■ Task statement
Count the lines in the entries below that contain the string "white", treating uppercase and lowercase letters as different, and reply with only that number.

━━━━━ Records for this task ━━━━━

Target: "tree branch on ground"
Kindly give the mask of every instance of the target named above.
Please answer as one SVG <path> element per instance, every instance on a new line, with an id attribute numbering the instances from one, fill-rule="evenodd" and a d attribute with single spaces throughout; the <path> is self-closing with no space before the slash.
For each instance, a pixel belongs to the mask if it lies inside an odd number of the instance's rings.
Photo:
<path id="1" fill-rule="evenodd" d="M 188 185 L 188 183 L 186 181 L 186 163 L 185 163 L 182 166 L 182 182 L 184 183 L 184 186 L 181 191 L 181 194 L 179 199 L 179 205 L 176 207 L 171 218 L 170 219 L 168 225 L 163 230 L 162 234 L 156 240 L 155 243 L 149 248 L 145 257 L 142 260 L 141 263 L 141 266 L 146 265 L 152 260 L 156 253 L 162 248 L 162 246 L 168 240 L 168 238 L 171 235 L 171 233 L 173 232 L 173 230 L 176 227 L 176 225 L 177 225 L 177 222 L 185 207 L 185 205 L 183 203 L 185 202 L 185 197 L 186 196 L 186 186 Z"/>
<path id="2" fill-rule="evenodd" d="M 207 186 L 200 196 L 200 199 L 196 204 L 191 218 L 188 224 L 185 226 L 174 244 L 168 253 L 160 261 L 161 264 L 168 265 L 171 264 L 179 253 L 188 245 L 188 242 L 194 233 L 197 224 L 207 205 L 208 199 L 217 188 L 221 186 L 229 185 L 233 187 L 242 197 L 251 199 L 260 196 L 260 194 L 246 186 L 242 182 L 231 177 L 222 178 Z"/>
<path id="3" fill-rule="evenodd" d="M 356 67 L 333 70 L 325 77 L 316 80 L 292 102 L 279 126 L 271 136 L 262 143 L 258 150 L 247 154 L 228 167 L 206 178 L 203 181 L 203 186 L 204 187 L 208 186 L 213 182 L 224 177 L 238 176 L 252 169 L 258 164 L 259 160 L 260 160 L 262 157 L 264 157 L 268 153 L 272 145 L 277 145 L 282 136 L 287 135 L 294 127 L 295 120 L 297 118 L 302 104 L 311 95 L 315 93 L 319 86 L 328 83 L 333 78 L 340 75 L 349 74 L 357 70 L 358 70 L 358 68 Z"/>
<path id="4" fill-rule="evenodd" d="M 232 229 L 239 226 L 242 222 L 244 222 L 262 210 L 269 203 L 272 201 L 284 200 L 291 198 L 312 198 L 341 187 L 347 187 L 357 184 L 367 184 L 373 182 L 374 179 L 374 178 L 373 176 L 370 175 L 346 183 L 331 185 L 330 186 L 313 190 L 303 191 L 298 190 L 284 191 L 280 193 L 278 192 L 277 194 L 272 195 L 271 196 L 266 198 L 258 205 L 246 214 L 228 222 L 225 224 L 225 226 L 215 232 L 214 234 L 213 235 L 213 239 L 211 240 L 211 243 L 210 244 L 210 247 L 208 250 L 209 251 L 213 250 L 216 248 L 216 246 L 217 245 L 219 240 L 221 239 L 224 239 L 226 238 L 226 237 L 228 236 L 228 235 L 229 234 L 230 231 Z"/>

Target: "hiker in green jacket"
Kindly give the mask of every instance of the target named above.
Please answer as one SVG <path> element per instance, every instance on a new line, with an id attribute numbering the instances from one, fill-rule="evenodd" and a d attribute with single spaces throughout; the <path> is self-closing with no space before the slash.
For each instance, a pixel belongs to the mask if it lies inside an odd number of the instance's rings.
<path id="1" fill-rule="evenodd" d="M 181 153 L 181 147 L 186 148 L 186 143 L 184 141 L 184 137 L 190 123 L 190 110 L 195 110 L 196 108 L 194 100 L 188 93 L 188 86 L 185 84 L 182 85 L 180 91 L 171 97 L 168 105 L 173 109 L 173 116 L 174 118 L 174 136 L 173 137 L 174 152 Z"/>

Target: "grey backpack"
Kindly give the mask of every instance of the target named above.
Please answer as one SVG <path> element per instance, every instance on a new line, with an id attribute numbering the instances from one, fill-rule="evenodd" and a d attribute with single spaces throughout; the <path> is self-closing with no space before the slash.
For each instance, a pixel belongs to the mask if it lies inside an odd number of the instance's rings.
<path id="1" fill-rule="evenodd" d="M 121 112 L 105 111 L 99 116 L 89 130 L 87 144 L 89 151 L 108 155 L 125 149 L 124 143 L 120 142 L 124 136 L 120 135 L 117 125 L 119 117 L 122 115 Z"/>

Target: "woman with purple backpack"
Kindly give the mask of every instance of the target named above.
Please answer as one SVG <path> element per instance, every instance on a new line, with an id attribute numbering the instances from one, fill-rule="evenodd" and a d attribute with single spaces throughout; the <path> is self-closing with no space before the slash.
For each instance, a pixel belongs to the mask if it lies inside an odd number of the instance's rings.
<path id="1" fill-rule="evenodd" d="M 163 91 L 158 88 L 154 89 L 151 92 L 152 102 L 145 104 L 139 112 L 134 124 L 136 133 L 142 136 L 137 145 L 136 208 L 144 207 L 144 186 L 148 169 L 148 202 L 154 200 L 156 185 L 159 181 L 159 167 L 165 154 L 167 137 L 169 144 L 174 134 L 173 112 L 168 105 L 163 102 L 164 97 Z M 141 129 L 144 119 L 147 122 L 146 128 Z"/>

━━━━━
━━━━━ Records for this task ━━━━━

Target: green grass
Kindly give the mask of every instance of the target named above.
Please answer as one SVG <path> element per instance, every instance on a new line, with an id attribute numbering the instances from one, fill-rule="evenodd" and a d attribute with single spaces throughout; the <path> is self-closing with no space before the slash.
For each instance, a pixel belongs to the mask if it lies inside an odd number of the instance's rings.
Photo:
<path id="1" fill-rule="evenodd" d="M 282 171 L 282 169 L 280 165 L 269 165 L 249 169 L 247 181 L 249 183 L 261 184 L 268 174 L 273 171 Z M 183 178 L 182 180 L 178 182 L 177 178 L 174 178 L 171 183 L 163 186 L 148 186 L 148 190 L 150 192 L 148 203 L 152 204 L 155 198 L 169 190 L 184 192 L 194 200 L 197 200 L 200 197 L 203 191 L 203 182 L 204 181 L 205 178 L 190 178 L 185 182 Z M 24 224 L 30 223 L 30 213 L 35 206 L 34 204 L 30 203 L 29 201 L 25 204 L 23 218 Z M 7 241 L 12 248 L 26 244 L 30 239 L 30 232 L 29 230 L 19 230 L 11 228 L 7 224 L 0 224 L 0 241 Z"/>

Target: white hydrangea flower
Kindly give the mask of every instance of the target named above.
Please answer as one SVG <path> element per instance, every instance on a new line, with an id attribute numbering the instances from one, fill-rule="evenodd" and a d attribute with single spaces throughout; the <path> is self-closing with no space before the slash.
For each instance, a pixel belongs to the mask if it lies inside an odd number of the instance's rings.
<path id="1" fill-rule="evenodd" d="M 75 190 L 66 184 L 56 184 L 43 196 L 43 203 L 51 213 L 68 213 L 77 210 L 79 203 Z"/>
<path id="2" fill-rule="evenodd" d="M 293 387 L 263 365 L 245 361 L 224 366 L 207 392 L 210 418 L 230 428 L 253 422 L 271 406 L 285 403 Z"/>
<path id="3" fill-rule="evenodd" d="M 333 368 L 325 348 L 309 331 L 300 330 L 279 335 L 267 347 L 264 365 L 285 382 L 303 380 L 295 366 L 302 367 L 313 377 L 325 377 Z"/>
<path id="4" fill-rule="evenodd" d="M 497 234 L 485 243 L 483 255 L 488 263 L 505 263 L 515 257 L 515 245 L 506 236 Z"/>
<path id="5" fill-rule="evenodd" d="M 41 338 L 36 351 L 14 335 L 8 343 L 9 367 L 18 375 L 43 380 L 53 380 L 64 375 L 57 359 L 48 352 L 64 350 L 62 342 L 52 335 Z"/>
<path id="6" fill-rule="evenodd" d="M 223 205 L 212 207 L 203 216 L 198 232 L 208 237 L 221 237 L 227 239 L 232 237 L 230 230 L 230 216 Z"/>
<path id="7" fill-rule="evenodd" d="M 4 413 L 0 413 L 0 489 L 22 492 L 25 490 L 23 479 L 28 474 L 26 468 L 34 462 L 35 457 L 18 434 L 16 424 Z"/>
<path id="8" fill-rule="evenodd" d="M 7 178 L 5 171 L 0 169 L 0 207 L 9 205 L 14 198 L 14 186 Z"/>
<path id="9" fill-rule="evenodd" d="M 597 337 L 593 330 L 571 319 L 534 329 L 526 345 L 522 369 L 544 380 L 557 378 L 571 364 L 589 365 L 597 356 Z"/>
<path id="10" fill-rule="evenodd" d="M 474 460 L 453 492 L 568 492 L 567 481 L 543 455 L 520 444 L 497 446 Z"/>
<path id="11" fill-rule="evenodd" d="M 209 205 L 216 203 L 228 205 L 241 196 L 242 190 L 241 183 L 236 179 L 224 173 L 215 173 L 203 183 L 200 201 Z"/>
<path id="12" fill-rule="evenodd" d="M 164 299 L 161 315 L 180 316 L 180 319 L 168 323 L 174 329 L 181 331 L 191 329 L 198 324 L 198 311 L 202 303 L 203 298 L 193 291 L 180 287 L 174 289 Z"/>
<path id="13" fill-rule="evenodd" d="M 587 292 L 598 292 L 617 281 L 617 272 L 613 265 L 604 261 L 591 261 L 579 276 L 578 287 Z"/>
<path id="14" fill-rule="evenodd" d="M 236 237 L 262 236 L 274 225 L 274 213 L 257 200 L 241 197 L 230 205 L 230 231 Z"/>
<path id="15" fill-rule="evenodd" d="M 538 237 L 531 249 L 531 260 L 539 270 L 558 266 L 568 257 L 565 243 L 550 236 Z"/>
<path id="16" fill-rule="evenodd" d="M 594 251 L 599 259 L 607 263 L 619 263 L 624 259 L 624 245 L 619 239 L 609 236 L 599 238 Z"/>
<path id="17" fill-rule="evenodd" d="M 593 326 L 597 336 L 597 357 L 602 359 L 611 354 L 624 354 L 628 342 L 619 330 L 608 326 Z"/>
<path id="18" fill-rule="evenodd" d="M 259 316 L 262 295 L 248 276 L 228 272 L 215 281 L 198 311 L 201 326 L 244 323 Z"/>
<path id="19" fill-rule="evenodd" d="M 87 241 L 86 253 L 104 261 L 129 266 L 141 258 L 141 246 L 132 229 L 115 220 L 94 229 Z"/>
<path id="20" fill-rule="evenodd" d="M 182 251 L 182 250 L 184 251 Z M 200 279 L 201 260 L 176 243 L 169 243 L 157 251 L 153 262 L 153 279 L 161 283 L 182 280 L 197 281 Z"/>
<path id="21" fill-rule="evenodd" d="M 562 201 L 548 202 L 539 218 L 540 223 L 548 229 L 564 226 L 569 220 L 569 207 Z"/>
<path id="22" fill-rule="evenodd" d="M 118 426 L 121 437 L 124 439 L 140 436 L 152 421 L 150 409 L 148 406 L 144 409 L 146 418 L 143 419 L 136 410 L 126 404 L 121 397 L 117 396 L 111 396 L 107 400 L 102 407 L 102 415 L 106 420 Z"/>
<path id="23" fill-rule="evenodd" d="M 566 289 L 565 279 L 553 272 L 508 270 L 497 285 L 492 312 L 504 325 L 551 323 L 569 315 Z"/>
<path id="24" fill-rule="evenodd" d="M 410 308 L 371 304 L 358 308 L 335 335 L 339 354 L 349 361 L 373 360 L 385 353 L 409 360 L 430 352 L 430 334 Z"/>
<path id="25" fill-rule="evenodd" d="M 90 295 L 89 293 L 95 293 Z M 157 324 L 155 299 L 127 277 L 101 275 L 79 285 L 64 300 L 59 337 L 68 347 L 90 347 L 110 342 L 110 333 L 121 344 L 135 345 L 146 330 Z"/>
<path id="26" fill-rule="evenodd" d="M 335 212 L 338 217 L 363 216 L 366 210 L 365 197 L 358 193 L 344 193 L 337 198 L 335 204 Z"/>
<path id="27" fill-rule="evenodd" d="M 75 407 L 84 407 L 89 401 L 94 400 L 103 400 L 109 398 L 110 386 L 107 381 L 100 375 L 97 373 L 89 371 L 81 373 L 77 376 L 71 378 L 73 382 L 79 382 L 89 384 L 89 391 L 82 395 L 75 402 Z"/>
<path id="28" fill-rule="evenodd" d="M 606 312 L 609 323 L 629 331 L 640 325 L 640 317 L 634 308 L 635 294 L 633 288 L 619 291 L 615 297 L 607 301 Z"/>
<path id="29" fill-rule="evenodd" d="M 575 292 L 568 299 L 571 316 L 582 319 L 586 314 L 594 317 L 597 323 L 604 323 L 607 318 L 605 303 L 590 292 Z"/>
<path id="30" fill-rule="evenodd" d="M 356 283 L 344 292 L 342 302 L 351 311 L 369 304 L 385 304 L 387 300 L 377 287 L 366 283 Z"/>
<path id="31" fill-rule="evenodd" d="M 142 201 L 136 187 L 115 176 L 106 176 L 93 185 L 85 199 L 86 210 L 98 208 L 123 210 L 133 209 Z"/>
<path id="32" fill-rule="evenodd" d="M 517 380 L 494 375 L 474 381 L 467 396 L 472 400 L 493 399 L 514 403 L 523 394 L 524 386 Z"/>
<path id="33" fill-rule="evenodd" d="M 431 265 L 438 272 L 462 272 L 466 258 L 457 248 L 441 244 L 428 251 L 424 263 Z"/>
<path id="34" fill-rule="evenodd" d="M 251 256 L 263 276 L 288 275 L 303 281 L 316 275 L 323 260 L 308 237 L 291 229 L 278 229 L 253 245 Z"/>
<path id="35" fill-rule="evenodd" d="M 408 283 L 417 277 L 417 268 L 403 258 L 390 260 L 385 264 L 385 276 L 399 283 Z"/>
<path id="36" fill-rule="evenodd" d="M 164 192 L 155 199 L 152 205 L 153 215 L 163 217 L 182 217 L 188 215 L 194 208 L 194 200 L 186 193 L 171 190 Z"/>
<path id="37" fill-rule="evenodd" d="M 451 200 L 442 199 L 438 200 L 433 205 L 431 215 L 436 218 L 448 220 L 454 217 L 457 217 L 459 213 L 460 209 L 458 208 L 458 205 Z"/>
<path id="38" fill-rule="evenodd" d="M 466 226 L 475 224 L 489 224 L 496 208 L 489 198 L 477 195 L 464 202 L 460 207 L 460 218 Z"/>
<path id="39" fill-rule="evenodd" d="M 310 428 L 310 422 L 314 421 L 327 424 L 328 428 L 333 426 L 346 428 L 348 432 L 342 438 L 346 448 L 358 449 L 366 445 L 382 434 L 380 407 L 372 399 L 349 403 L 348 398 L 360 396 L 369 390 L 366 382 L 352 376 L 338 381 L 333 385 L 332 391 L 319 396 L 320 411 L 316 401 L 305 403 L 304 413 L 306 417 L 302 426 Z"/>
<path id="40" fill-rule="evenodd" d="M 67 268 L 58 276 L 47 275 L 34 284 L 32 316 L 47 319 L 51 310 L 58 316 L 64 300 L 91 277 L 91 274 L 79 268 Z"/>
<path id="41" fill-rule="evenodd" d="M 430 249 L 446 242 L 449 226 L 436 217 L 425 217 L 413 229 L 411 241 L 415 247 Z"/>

━━━━━
━━━━━ Records for this task ━━━━━

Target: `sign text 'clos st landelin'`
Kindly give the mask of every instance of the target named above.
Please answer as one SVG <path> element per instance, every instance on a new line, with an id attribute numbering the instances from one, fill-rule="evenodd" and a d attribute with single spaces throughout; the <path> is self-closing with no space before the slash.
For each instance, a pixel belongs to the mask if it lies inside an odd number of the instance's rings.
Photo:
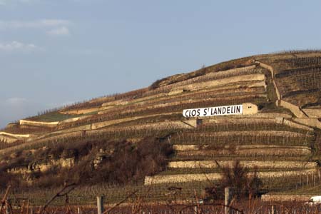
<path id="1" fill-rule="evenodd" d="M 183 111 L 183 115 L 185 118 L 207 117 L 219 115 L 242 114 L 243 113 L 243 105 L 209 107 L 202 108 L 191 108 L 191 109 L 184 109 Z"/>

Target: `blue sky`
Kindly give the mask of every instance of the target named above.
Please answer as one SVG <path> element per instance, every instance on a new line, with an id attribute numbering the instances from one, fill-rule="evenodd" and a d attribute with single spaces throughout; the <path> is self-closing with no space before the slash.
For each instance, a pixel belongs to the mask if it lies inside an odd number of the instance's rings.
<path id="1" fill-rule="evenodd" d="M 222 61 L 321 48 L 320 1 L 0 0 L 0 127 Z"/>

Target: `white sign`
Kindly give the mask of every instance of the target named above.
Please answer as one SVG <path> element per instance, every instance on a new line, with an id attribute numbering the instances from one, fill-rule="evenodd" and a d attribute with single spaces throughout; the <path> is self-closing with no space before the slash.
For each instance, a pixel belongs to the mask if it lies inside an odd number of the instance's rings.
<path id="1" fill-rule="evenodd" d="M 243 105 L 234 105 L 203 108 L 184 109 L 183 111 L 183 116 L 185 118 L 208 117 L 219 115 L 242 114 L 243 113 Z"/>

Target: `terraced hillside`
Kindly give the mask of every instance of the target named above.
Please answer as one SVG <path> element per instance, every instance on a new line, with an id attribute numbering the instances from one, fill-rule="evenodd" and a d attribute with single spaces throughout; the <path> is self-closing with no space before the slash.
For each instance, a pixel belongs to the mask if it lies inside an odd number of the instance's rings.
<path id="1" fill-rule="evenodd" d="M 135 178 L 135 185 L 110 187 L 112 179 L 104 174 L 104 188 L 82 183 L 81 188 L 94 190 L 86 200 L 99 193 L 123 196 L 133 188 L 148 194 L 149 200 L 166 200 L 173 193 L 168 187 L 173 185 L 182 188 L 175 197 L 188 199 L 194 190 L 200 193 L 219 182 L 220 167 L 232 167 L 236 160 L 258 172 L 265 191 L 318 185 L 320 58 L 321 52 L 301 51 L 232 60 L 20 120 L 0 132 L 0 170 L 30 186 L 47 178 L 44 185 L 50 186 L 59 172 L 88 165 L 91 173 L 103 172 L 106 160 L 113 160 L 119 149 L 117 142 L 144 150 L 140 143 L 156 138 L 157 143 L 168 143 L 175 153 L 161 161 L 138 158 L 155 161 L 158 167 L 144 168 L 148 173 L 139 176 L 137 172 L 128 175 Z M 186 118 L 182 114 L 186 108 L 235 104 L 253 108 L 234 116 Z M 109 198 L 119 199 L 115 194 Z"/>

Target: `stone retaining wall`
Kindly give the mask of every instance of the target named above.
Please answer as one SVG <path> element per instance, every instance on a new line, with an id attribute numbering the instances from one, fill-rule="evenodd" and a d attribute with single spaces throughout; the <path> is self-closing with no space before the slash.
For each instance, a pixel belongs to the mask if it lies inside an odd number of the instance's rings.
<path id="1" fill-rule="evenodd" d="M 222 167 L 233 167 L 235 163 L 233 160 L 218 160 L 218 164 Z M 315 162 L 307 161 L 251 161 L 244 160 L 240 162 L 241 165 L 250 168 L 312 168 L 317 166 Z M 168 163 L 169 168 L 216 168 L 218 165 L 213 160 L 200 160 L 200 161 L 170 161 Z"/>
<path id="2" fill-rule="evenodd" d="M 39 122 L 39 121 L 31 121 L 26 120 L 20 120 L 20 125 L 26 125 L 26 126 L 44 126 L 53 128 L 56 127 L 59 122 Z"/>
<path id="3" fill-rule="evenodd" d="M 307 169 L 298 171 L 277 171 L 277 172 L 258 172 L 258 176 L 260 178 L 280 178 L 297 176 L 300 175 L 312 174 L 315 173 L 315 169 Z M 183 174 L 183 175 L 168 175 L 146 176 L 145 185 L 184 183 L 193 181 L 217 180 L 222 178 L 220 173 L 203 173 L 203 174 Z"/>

━━━━━

■ Solved problem
2